___ Supplied records ___

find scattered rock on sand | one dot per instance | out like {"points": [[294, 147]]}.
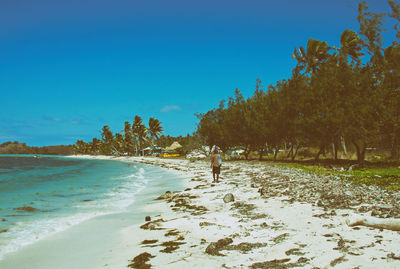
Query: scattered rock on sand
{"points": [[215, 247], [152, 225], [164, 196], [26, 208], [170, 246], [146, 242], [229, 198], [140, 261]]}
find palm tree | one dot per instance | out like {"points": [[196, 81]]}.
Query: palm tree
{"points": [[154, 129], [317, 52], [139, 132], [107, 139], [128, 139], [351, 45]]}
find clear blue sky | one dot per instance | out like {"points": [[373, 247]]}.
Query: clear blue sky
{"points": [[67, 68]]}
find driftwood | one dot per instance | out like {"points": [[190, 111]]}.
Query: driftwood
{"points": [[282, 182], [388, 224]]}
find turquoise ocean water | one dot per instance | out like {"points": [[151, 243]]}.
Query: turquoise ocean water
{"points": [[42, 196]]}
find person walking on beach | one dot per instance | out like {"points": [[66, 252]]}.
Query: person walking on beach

___
___ Supplied records ___

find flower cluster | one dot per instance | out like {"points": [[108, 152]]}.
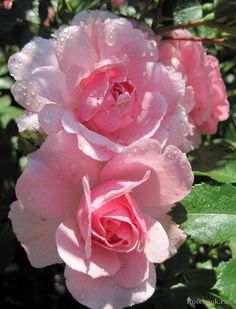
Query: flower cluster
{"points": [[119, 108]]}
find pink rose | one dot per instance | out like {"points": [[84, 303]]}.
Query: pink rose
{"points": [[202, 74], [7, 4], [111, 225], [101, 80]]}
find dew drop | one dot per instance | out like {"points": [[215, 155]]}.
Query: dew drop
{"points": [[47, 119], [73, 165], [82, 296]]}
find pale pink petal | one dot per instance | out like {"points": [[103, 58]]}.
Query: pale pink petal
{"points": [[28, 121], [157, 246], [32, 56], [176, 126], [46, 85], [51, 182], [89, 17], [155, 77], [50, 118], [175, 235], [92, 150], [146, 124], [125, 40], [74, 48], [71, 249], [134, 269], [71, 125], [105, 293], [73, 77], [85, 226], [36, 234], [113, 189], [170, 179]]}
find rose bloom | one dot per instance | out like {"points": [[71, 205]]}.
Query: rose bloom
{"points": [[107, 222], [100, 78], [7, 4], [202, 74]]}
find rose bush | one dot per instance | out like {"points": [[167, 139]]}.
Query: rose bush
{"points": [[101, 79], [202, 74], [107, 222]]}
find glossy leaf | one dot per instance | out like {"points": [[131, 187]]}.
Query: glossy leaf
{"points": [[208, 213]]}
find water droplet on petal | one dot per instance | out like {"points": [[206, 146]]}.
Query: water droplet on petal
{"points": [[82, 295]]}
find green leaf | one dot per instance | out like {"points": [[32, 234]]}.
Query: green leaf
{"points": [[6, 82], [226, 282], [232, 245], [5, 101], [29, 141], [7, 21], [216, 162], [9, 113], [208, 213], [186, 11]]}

___
___ Supplied records ___

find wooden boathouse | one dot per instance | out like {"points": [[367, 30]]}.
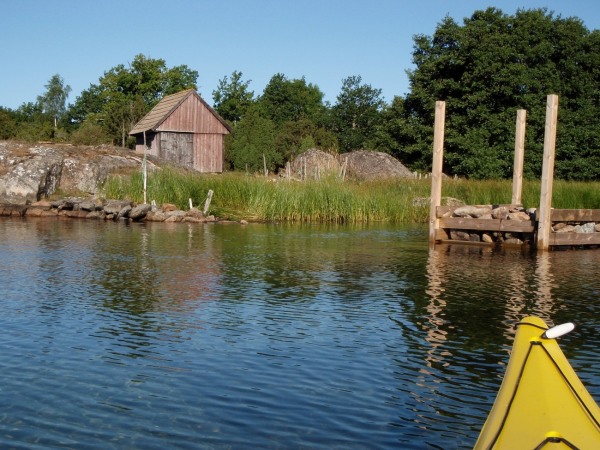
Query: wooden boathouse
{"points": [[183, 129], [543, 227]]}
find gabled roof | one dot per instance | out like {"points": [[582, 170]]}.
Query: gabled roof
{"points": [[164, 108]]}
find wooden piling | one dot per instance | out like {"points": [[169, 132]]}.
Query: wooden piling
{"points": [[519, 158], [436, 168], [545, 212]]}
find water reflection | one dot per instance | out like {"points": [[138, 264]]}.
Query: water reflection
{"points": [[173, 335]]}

___

Requirement >> Repeat the records word for word, from the line with "find scattered rock" up to and including the line with "Query: person walking on beach", and leave the pictures out.

Complete response >>
find scattered rock on sand | one dot per instance | out like {"points": [[294, 147]]}.
Query: scattered rock on sand
{"points": [[215, 247], [152, 225], [164, 196], [26, 208], [170, 246], [146, 242], [229, 198], [140, 261]]}
find palm tree | one dot per instance | out like {"points": [[196, 81]]}.
Query: palm tree
{"points": [[154, 129], [317, 52], [139, 132], [107, 139], [128, 139], [351, 45]]}
find clear blue sky | one dot per instance | out like {"points": [[373, 247]]}.
Query: clear blue sky
{"points": [[67, 68]]}
find driftwood | one dot per instance | out like {"points": [[190, 111]]}.
Query: driftwood
{"points": [[282, 182], [388, 224]]}
find turquoise ocean water | one dot per instance | out like {"points": [[151, 243]]}.
Query: turquoise ocean water
{"points": [[42, 196]]}
find person walking on beach | one dot per instance | out like {"points": [[66, 252]]}.
Query: person walking on beach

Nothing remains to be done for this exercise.